Provided passage
┄┄┄┄┄┄┄┄┄┄

While this is not the same sort of direct control which may exist in
an enterprise network for example, major domains are likely to be
trusted by their end users and may therefore be able to influence and
guide these users in solving any IPv6-related impairments.
Another challenge is that end user impairments are something that one
domain on their own cannot solve. This means that domains may find
it more effective to coordinate with many others in the Internet
community to solve what is really a collective problem that affects
the entire Internet. Of course, it can sometimes be difficult to
motivate members of the Internet community to work collectively
towards such a goal, sharing the labor, time, and costs related to
such an effort. However, World IPv6 Day [W6D] shows that such
community efforts are possible and despite any potential challenges,
the Internet community continues to work together in order to solve
end user IPv6 impairments.
One potential tactic may be to identify which users have such
impairments and then to communicate this information to affected
users. Such end user communication is likely to be most helpful if
the end user is not only alerted to a potential problem but is given
careful and detailed advice on how to resolve this on their own, or
is guided to where they can seek help in doing so. Another potential
tactic is for a domain to collect, track over time, and periodically
share with the Internet community the rate of impairment observed for
a domain. In any such end user IPv6-related analysis and
communication, Section 6.2 is worth taking into account.

┄┄┄┄┄┄┄┄┄┄

Parts of the exercise
(1) In the passage on IPv6 impairments, why might domains find it more effective to work with others in the Internet community? Answer in one to three sentences.
(2) Copy the part of the passage on IPv6 impairments between "One potential tactic" and "taking into account.", inclusive.

┄┄┄┄┄┄┄┄┄┄

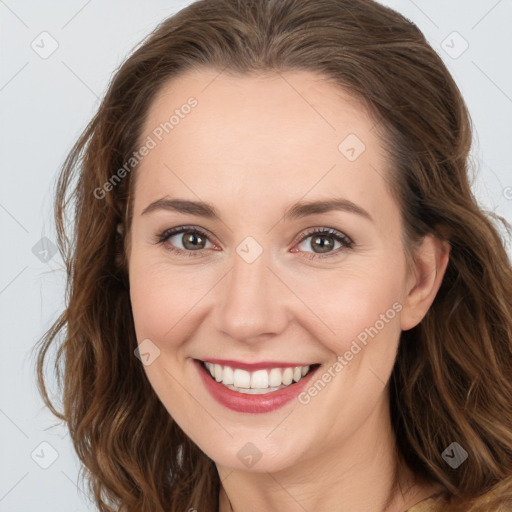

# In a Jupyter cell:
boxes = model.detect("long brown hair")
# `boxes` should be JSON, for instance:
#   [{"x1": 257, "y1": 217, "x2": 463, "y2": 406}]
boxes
[{"x1": 37, "y1": 0, "x2": 512, "y2": 512}]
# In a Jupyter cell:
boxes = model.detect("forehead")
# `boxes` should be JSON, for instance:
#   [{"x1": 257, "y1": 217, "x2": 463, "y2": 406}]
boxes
[{"x1": 131, "y1": 70, "x2": 387, "y2": 221}]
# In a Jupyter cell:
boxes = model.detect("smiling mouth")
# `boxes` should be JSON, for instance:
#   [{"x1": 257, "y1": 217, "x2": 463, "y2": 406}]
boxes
[{"x1": 200, "y1": 361, "x2": 319, "y2": 395}]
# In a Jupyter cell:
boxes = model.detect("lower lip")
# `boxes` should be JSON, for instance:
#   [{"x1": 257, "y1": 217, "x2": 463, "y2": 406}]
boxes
[{"x1": 194, "y1": 360, "x2": 318, "y2": 414}]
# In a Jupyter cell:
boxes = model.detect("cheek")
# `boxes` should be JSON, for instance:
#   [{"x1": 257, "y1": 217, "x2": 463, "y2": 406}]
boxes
[
  {"x1": 284, "y1": 258, "x2": 404, "y2": 355},
  {"x1": 130, "y1": 253, "x2": 215, "y2": 352}
]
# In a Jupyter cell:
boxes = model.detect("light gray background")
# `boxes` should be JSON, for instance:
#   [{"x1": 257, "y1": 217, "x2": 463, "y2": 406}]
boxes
[{"x1": 0, "y1": 0, "x2": 512, "y2": 512}]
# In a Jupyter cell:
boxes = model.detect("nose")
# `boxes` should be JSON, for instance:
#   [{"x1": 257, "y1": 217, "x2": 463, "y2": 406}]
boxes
[{"x1": 215, "y1": 245, "x2": 291, "y2": 342}]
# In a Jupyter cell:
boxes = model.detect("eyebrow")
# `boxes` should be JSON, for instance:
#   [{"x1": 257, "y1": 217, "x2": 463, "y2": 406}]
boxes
[{"x1": 141, "y1": 197, "x2": 373, "y2": 221}]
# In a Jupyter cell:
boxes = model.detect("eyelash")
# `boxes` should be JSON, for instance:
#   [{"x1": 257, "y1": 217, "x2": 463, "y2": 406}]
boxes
[{"x1": 156, "y1": 226, "x2": 354, "y2": 259}]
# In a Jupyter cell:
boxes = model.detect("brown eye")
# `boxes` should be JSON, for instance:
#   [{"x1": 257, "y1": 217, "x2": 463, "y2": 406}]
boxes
[
  {"x1": 158, "y1": 226, "x2": 211, "y2": 256},
  {"x1": 181, "y1": 231, "x2": 206, "y2": 251},
  {"x1": 294, "y1": 228, "x2": 354, "y2": 258}
]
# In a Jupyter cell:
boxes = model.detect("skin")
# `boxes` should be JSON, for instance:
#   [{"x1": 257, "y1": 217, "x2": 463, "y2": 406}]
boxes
[{"x1": 128, "y1": 70, "x2": 448, "y2": 512}]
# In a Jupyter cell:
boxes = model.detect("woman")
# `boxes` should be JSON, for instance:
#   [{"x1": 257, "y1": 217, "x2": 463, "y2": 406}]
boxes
[{"x1": 38, "y1": 0, "x2": 512, "y2": 512}]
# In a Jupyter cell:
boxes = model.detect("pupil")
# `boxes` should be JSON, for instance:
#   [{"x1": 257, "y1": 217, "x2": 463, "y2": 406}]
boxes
[
  {"x1": 311, "y1": 235, "x2": 334, "y2": 252},
  {"x1": 183, "y1": 233, "x2": 204, "y2": 249}
]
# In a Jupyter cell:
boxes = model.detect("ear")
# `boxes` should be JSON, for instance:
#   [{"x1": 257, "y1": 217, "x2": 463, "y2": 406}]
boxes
[{"x1": 401, "y1": 235, "x2": 450, "y2": 331}]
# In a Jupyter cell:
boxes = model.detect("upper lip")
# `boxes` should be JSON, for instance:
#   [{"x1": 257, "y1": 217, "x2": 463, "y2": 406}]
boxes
[{"x1": 200, "y1": 358, "x2": 315, "y2": 372}]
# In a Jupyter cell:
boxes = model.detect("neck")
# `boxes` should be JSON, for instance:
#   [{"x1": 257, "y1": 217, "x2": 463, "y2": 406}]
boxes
[{"x1": 217, "y1": 394, "x2": 440, "y2": 512}]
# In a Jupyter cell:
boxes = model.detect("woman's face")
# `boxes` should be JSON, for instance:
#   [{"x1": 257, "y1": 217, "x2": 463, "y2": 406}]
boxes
[{"x1": 128, "y1": 71, "x2": 419, "y2": 471}]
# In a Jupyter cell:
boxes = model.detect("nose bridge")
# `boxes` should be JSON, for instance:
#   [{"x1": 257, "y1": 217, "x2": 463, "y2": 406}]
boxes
[{"x1": 217, "y1": 240, "x2": 287, "y2": 341}]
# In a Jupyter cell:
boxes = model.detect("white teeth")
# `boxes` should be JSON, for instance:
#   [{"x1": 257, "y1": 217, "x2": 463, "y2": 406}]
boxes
[
  {"x1": 251, "y1": 370, "x2": 268, "y2": 389},
  {"x1": 233, "y1": 368, "x2": 251, "y2": 388},
  {"x1": 283, "y1": 368, "x2": 293, "y2": 386},
  {"x1": 204, "y1": 362, "x2": 310, "y2": 395},
  {"x1": 268, "y1": 368, "x2": 283, "y2": 388},
  {"x1": 214, "y1": 364, "x2": 222, "y2": 382},
  {"x1": 222, "y1": 366, "x2": 235, "y2": 386}
]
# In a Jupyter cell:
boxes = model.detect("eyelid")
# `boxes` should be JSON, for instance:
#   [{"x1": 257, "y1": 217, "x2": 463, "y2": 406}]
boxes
[{"x1": 156, "y1": 225, "x2": 354, "y2": 259}]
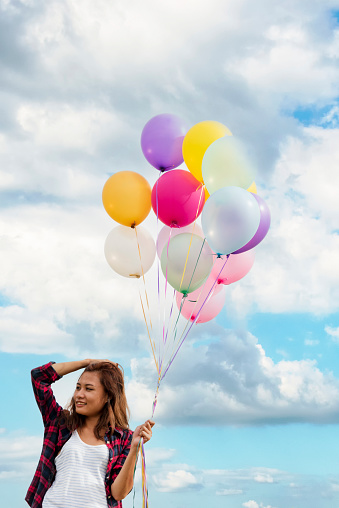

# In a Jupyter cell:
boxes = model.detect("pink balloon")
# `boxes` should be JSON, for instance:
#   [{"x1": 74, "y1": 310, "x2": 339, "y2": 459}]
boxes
[
  {"x1": 157, "y1": 223, "x2": 204, "y2": 259},
  {"x1": 152, "y1": 169, "x2": 205, "y2": 228},
  {"x1": 210, "y1": 250, "x2": 255, "y2": 285},
  {"x1": 176, "y1": 284, "x2": 226, "y2": 323}
]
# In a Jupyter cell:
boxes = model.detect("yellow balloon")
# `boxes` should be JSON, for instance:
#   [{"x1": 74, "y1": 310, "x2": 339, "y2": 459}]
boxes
[
  {"x1": 182, "y1": 120, "x2": 232, "y2": 182},
  {"x1": 102, "y1": 171, "x2": 152, "y2": 227},
  {"x1": 247, "y1": 182, "x2": 257, "y2": 194}
]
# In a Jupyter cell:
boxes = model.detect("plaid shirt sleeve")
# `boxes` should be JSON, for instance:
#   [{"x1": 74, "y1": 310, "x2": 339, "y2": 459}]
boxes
[
  {"x1": 110, "y1": 430, "x2": 133, "y2": 485},
  {"x1": 31, "y1": 362, "x2": 62, "y2": 426}
]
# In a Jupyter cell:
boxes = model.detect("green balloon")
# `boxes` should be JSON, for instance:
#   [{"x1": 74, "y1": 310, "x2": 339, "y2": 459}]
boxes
[
  {"x1": 202, "y1": 136, "x2": 254, "y2": 194},
  {"x1": 161, "y1": 233, "x2": 213, "y2": 294}
]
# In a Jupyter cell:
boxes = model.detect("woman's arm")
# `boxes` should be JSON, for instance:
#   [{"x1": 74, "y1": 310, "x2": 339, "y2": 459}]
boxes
[
  {"x1": 52, "y1": 358, "x2": 113, "y2": 377},
  {"x1": 52, "y1": 360, "x2": 91, "y2": 377},
  {"x1": 111, "y1": 420, "x2": 154, "y2": 501}
]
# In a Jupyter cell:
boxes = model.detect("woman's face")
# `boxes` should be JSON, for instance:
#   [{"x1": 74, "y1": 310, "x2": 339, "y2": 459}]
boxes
[{"x1": 73, "y1": 372, "x2": 107, "y2": 416}]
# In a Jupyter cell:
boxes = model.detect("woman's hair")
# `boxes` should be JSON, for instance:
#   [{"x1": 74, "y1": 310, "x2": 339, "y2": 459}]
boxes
[{"x1": 62, "y1": 362, "x2": 129, "y2": 439}]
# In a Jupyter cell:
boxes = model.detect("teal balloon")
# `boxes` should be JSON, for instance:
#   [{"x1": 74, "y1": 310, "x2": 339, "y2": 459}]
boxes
[
  {"x1": 202, "y1": 136, "x2": 255, "y2": 194},
  {"x1": 161, "y1": 233, "x2": 213, "y2": 294},
  {"x1": 201, "y1": 187, "x2": 260, "y2": 254}
]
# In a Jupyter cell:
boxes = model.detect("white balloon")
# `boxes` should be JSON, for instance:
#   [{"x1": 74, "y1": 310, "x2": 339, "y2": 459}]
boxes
[
  {"x1": 105, "y1": 226, "x2": 155, "y2": 278},
  {"x1": 157, "y1": 222, "x2": 204, "y2": 259}
]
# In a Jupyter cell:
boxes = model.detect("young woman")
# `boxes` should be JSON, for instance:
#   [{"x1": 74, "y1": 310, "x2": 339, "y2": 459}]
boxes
[{"x1": 26, "y1": 359, "x2": 154, "y2": 508}]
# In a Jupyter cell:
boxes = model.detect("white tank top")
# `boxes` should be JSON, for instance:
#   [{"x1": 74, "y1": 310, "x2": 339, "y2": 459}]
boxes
[{"x1": 42, "y1": 430, "x2": 109, "y2": 508}]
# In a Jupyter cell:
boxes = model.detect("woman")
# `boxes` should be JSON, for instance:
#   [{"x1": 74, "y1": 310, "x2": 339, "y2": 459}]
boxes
[{"x1": 26, "y1": 359, "x2": 154, "y2": 508}]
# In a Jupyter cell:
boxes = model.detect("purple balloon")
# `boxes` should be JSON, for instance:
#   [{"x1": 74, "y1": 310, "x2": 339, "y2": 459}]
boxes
[
  {"x1": 232, "y1": 192, "x2": 271, "y2": 254},
  {"x1": 141, "y1": 114, "x2": 188, "y2": 171}
]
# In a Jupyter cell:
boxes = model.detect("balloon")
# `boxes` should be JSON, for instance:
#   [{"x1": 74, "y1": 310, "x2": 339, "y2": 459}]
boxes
[
  {"x1": 202, "y1": 136, "x2": 254, "y2": 194},
  {"x1": 201, "y1": 186, "x2": 260, "y2": 254},
  {"x1": 247, "y1": 182, "x2": 257, "y2": 194},
  {"x1": 105, "y1": 226, "x2": 155, "y2": 278},
  {"x1": 182, "y1": 120, "x2": 232, "y2": 182},
  {"x1": 152, "y1": 169, "x2": 205, "y2": 228},
  {"x1": 157, "y1": 223, "x2": 205, "y2": 258},
  {"x1": 102, "y1": 171, "x2": 151, "y2": 226},
  {"x1": 176, "y1": 285, "x2": 226, "y2": 323},
  {"x1": 161, "y1": 233, "x2": 213, "y2": 294},
  {"x1": 210, "y1": 250, "x2": 255, "y2": 285},
  {"x1": 233, "y1": 194, "x2": 271, "y2": 254},
  {"x1": 141, "y1": 114, "x2": 188, "y2": 171}
]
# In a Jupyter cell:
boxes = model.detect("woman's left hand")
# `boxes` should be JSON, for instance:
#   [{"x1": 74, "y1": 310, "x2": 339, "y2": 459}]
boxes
[{"x1": 132, "y1": 420, "x2": 154, "y2": 446}]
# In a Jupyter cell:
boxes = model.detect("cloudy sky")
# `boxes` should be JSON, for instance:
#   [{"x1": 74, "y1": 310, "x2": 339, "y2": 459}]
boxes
[{"x1": 0, "y1": 0, "x2": 339, "y2": 508}]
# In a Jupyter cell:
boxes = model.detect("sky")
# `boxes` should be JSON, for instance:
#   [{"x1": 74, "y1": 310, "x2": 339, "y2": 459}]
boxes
[{"x1": 0, "y1": 0, "x2": 339, "y2": 508}]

┄┄┄┄┄┄┄┄┄┄

Answers below
(1) Domains may find it more effective to work with many others because end user impairments are something one domain cannot solve on its own. The passage calls this a collective problem that affects the entire Internet.

(2)
One potential tactic may be to identify which users have such
impairments and then to communicate this information to affected
users. Such end user communication is likely to be most helpful if
the end user is not only alerted to a potential problem but is given
careful and detailed advice on how to resolve this on their own, or
is guided to where they can seek help in doing so. Another potential
tactic is for a domain to collect, track over time, and periodically
share with the Internet community the rate of impairment observed for
a domain. In any such end user IPv6-related analysis and
communication, Section 6.2 is worth taking into account.